■ **EXERCISE AIM**
Look through the listing below for the string "dirt". Show each line where it occurs.

■ **GIVEN ENTRIES**

== Segment start ==

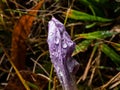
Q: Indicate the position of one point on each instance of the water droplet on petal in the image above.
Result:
(70, 43)
(56, 40)
(51, 34)
(64, 45)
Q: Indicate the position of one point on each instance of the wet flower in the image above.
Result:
(61, 47)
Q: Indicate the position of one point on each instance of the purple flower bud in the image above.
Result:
(61, 47)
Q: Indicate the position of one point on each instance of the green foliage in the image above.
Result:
(111, 54)
(78, 15)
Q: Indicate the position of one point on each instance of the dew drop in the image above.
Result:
(70, 43)
(64, 45)
(56, 40)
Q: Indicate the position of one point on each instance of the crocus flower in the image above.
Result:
(61, 47)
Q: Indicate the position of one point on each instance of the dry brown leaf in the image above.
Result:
(19, 36)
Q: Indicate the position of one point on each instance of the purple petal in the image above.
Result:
(61, 47)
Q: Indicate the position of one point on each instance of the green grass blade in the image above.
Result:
(78, 15)
(111, 54)
(96, 35)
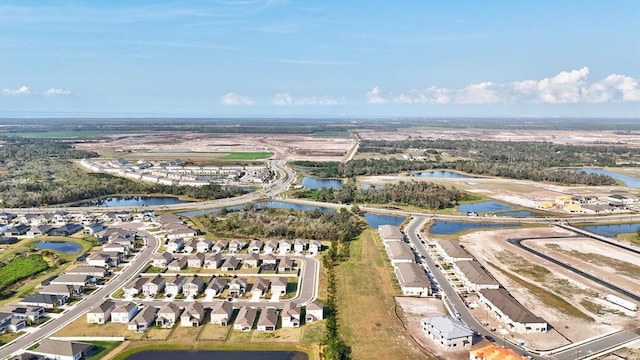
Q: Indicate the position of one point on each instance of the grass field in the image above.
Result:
(366, 305)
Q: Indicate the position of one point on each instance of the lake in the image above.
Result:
(612, 230)
(312, 183)
(440, 174)
(374, 220)
(62, 246)
(115, 201)
(217, 354)
(452, 227)
(627, 180)
(484, 207)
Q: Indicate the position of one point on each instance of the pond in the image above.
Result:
(627, 180)
(440, 174)
(452, 227)
(312, 183)
(218, 354)
(66, 247)
(374, 220)
(484, 207)
(115, 201)
(612, 230)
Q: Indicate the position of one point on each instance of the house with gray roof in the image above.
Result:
(447, 332)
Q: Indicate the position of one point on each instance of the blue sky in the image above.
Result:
(321, 58)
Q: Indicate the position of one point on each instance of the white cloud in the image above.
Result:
(374, 96)
(282, 99)
(566, 87)
(54, 91)
(235, 99)
(23, 90)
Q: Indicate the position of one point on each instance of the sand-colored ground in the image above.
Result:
(490, 247)
(164, 145)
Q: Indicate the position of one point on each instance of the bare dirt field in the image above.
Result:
(163, 145)
(566, 300)
(579, 137)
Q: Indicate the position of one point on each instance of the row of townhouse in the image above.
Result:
(212, 287)
(476, 279)
(412, 278)
(176, 262)
(255, 246)
(193, 315)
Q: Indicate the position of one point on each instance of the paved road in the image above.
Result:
(90, 301)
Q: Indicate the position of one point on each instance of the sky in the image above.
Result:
(369, 58)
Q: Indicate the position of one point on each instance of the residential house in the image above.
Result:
(285, 264)
(204, 245)
(153, 286)
(300, 245)
(162, 260)
(195, 260)
(255, 246)
(511, 312)
(291, 315)
(193, 315)
(193, 287)
(268, 320)
(124, 313)
(174, 245)
(315, 247)
(285, 246)
(279, 286)
(270, 246)
(260, 287)
(143, 319)
(134, 287)
(174, 286)
(448, 332)
(412, 279)
(390, 233)
(215, 287)
(66, 230)
(168, 315)
(236, 245)
(212, 261)
(177, 264)
(220, 246)
(230, 264)
(221, 313)
(245, 319)
(237, 287)
(101, 313)
(252, 260)
(43, 300)
(62, 350)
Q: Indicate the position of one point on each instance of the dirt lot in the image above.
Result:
(165, 145)
(583, 315)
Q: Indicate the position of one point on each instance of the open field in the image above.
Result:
(366, 305)
(567, 301)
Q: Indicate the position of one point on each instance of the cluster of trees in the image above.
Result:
(537, 161)
(421, 194)
(288, 224)
(42, 173)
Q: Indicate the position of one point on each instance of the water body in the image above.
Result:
(374, 220)
(484, 207)
(452, 227)
(62, 246)
(612, 230)
(116, 201)
(218, 355)
(627, 180)
(312, 183)
(440, 174)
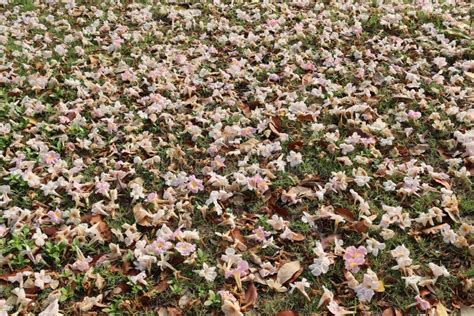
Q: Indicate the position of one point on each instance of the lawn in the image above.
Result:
(236, 157)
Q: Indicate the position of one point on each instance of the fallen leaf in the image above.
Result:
(388, 312)
(238, 239)
(251, 297)
(443, 183)
(441, 310)
(305, 118)
(287, 313)
(346, 213)
(297, 237)
(360, 226)
(142, 216)
(287, 271)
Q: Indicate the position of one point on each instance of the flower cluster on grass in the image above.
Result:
(180, 157)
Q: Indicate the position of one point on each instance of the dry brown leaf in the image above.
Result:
(238, 239)
(360, 226)
(297, 237)
(142, 216)
(441, 310)
(287, 313)
(434, 229)
(346, 213)
(251, 297)
(443, 183)
(287, 271)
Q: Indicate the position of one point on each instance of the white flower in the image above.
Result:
(139, 278)
(39, 237)
(300, 286)
(277, 222)
(294, 158)
(320, 265)
(51, 310)
(207, 272)
(41, 279)
(4, 308)
(401, 254)
(440, 62)
(374, 246)
(438, 270)
(389, 186)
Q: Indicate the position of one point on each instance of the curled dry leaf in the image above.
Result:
(238, 239)
(251, 297)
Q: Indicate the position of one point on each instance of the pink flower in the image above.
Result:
(185, 248)
(424, 304)
(102, 187)
(159, 246)
(55, 216)
(241, 269)
(258, 184)
(414, 115)
(218, 163)
(82, 264)
(51, 157)
(354, 257)
(195, 185)
(259, 234)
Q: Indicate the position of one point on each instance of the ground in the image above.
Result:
(244, 157)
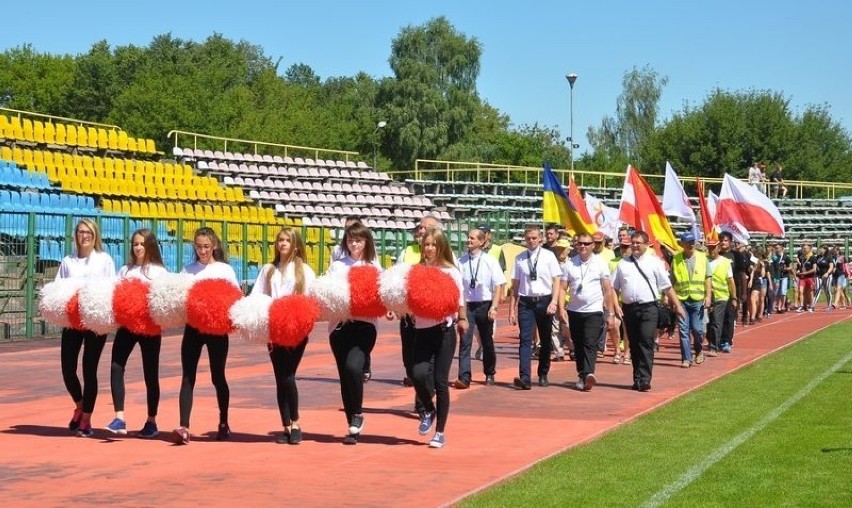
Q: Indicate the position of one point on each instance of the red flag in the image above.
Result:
(707, 225)
(641, 209)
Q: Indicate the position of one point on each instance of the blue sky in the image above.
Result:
(798, 48)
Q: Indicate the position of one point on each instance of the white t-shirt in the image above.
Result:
(422, 322)
(545, 266)
(281, 284)
(149, 273)
(584, 281)
(485, 272)
(214, 270)
(97, 265)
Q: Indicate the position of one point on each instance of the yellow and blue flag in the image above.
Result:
(559, 209)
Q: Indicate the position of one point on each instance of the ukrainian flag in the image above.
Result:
(558, 209)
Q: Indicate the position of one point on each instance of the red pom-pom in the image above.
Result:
(208, 303)
(291, 320)
(364, 292)
(130, 306)
(72, 310)
(432, 293)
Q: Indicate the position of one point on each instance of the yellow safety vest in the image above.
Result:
(720, 280)
(690, 288)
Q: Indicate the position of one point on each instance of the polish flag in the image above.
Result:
(743, 204)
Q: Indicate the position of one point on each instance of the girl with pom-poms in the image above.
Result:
(88, 262)
(210, 264)
(288, 274)
(145, 264)
(435, 337)
(353, 340)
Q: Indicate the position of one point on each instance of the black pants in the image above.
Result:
(641, 323)
(434, 348)
(217, 354)
(407, 336)
(69, 351)
(351, 343)
(122, 346)
(585, 333)
(284, 363)
(477, 316)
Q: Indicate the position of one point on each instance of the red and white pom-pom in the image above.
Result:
(432, 293)
(167, 299)
(131, 307)
(54, 299)
(250, 316)
(365, 300)
(291, 320)
(208, 304)
(96, 306)
(393, 288)
(331, 291)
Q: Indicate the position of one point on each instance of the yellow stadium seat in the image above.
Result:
(71, 135)
(38, 131)
(123, 141)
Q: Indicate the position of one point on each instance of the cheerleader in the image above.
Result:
(88, 261)
(288, 274)
(146, 263)
(435, 342)
(210, 263)
(353, 340)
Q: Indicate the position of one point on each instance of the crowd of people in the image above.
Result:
(571, 299)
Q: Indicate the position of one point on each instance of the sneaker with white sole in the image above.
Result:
(117, 426)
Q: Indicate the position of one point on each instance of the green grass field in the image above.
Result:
(777, 433)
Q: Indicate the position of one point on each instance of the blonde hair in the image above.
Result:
(297, 256)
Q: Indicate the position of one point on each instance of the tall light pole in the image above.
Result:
(571, 79)
(380, 125)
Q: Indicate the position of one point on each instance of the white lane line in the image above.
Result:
(692, 474)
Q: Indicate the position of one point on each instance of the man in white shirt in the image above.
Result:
(639, 280)
(535, 300)
(586, 277)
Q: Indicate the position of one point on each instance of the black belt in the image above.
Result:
(534, 299)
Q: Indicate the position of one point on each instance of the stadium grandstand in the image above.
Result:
(55, 171)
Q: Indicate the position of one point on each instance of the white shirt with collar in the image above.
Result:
(484, 271)
(632, 286)
(546, 267)
(584, 279)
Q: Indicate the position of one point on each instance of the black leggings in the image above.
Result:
(92, 346)
(434, 346)
(351, 343)
(190, 353)
(122, 346)
(284, 363)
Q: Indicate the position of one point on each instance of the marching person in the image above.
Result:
(89, 262)
(535, 300)
(435, 343)
(483, 282)
(590, 307)
(211, 262)
(640, 279)
(352, 341)
(693, 286)
(288, 274)
(146, 263)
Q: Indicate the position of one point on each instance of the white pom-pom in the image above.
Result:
(96, 306)
(332, 293)
(167, 299)
(250, 316)
(55, 297)
(392, 288)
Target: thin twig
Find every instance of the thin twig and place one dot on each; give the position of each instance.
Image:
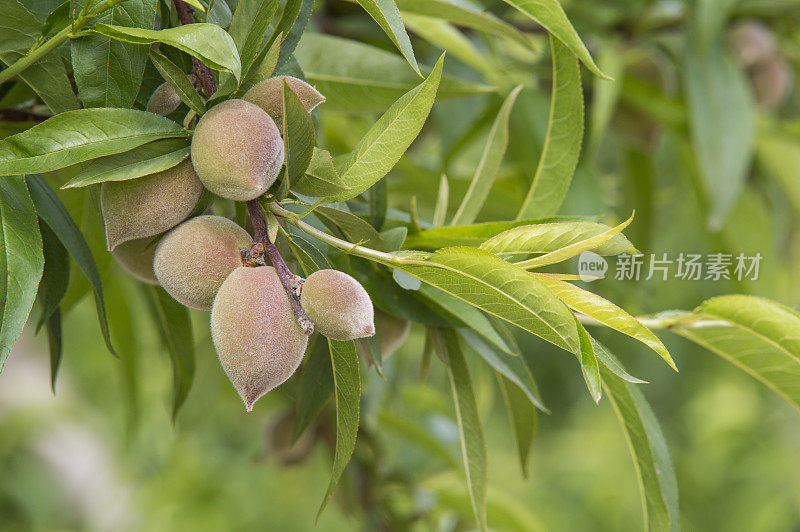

== Segment end ==

■ **EXERCISE OUTPUT**
Q: Indicate the position of one point on each instance of the bare dirt field in the image above.
Q: Indicate the position of one point on each instance of the dirt lot in the image above.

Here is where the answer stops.